Wednesday, December 15, 2010

INTRODUCING KAFKA THE JESTER

I am writing to recommend R. Crumb's Kafka with art provided by Robert Crumb and a script provided by David Zane Mairowitz.

This book has also been published under the titles, Introducing Kafka, Kafka for Beginners, and simply Kafka.

Crumb, the granddaddy of the underground comics movement, brings Kafka's biography and work to life in a way I would not have thought possible.  If you ever wondered what Gregor Samsa looks like when he becomes a bug, this is your chance to find out!

Crumb also lends a hand in imagining scenes from The Penal Colony, The Trial, The Castle, and other Kafka works.

Perhaps the most noteworthy feature of the accompanying text is its interest in uncovering the less serious side of Kafka's art.  The book jacket of my edition compares Kafka's literary tradition to great Yiddish storytelling; and this is what Mairowitz has to say about efforts to read Kafka as a philosopher in earnest, and to identify him with a specific current in 20th century thinking:

"No writer of our time, and probably none since Shakespeare, has been so widely over-interpreted and pigeon-holed.  Jean-Paul Sartre claimed him for Existentialism, Camus saw him as an Absurdist, his life-long friend and editor, Max Brod, convinced several generations of scholars that his parables were part of an elaborate quest for an unreachable God.

[Also] 'Kafkaesqe' has come to be associated with the faceless bureaucratic infrastructure...[of] the Western world....it is an adjective that takes on almost mythic proportions in our time, irrevocably tied to fantasies of doom and gloom, ignoring the intricate Jewish Joke that weaves itself through the bulk of Kafka's work." (my emphasis)

I'm not sure Mairowitz is right.  Kafka seems to me about as serious as one can be while remaining ambulatory, and (obviously) caught in the grip of a horrible vision.  But, let it be said:  Crumb's artistry makes it much easier to entertain Mairowitz otherwise implausible suggestion, and, right or wrong as an interpretation of Kafka's intentions, R. Crumb's Kafka opens up new dimenstions of our most neurotic 20th century literary artist.  You won't read Kafka with the same eyes again.



Tuesday, December 7, 2010

KAFKA AND BUBER

Martin Buber and Franz Kafka


[intellectual and spiritual people] today know of no beginning—history eddies toward their feet from the whole of cosmically unchronicled time; they know of no ending—history foams past them into cosmically unchronicled time.  And what lies between has become so violent and trivial an interval! (1926) From Martin Buber's People Today and the Hebrew Bible


In raising the question of "chronicled time," Buber anticipates the many conversations people have today about the ways in which they do or do not belong to the Jewish past.
* * *
# Stated problem:
Answer these questions from the Kafka blog posts:
1. Under which other titles has R. Crumb's Kafka also been published?
2. According to the quoted passage, who claimed Kafka for Existentialism?
3. What year is given for the quoted passage from Martin Buber's People Today and the Hebrew Bible?

# Material:
* * *
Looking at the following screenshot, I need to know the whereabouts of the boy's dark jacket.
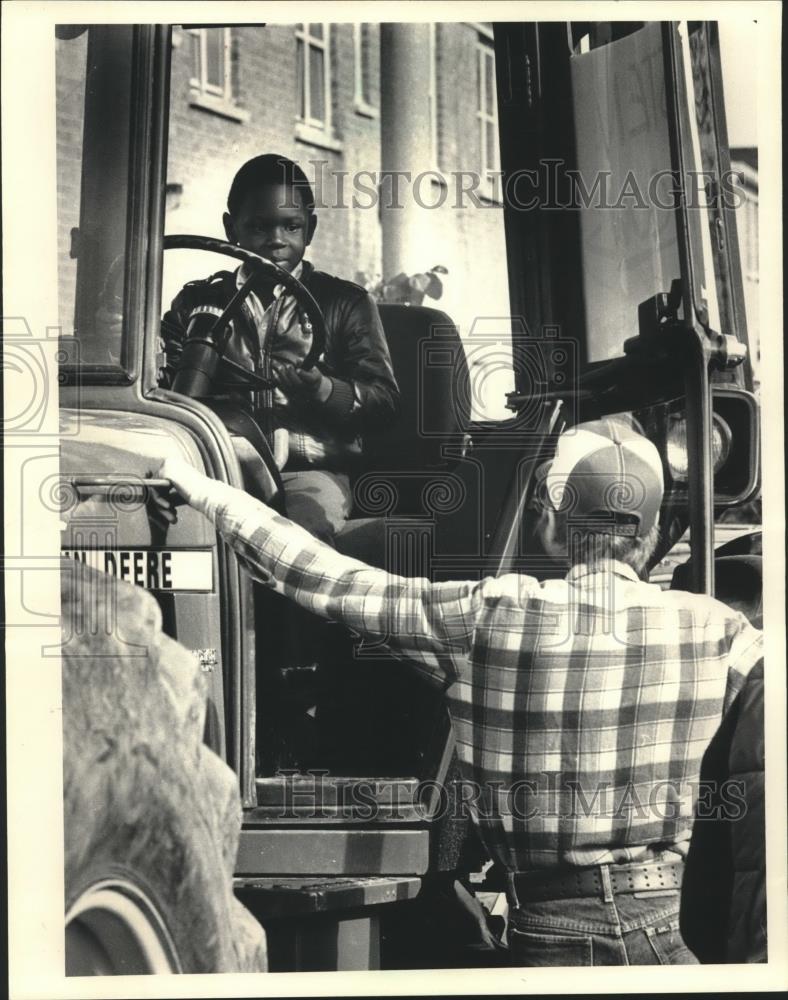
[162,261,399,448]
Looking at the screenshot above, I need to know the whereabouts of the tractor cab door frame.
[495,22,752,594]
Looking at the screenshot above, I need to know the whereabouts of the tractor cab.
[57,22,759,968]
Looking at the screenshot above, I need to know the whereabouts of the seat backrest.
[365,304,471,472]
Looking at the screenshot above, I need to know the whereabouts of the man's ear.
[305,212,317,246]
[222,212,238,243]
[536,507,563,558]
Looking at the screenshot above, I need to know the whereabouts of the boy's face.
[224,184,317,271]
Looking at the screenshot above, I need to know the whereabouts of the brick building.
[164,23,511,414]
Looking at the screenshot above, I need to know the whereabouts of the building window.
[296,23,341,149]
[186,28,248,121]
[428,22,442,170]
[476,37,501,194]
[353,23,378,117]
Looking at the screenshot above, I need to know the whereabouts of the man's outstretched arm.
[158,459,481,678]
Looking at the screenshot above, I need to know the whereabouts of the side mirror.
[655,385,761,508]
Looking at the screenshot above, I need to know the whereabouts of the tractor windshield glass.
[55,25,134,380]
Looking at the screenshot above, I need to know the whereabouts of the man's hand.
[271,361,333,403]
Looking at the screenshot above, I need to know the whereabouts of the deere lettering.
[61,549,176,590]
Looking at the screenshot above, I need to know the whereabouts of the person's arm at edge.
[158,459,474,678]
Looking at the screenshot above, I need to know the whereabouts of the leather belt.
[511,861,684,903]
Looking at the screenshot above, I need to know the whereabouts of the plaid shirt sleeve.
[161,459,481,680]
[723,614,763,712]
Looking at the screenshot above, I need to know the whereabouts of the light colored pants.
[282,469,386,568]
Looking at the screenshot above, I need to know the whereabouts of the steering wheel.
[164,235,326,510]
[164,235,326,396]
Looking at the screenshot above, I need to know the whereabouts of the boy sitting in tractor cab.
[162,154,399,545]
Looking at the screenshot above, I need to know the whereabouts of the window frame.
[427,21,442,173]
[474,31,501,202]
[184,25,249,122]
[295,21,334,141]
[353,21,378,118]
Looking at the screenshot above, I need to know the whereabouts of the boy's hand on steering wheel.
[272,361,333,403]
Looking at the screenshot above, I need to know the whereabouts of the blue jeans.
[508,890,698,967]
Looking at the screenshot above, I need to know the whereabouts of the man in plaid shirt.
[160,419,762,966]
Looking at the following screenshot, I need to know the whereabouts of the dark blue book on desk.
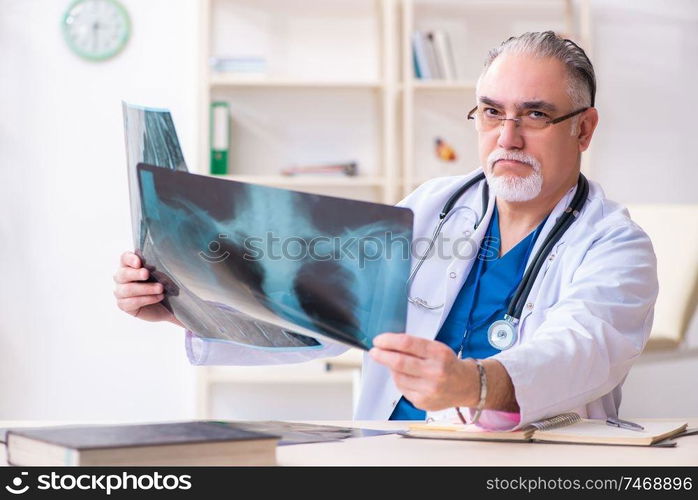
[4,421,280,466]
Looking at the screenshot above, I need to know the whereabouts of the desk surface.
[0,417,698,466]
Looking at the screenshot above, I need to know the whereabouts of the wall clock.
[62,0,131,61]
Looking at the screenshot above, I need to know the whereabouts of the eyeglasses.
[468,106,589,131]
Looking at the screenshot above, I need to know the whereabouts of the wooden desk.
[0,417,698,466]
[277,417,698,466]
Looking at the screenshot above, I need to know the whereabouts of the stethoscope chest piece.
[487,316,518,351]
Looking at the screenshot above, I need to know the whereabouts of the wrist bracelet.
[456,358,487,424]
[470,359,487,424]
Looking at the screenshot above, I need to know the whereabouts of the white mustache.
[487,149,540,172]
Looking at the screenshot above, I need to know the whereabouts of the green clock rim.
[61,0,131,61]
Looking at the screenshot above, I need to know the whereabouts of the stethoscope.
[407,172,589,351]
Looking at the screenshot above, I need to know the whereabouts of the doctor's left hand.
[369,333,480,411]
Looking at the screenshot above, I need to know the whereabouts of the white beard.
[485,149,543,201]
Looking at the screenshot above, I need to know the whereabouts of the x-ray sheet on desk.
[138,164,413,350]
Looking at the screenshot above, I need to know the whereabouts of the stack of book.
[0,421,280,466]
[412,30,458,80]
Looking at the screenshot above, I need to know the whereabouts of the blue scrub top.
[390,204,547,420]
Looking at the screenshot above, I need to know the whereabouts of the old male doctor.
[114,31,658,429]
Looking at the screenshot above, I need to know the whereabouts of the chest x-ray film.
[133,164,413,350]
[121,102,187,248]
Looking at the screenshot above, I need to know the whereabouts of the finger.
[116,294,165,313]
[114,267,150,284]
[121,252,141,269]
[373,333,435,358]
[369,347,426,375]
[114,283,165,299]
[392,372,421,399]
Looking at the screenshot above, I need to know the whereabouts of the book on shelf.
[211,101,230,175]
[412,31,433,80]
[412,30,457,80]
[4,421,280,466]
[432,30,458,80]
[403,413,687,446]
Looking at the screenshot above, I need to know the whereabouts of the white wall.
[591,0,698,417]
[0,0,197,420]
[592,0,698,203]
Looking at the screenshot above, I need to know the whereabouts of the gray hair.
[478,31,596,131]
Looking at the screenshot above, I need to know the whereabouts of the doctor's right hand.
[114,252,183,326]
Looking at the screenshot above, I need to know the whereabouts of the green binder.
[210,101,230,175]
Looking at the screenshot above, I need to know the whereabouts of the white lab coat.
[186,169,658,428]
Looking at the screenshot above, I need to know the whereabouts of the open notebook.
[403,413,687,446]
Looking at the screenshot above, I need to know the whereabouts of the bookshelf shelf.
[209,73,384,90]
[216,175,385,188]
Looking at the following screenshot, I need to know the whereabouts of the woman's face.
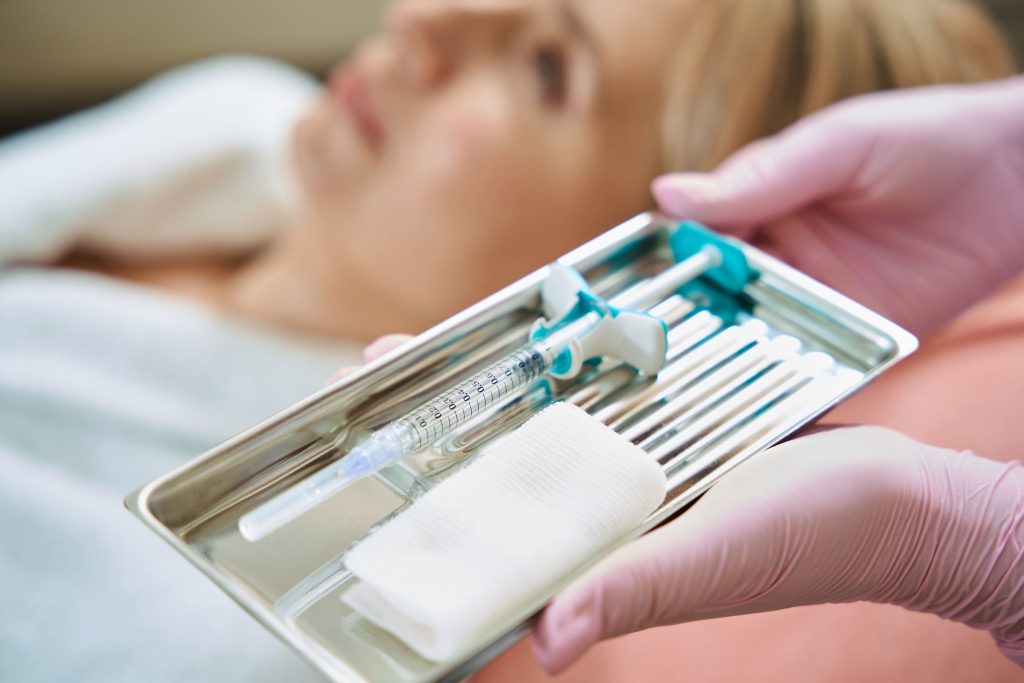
* * *
# Answer for the task:
1. Introducing Kafka, Kafka for Beginners, and Kafka.
2. Jean-Paul Sartre.
3. 1926.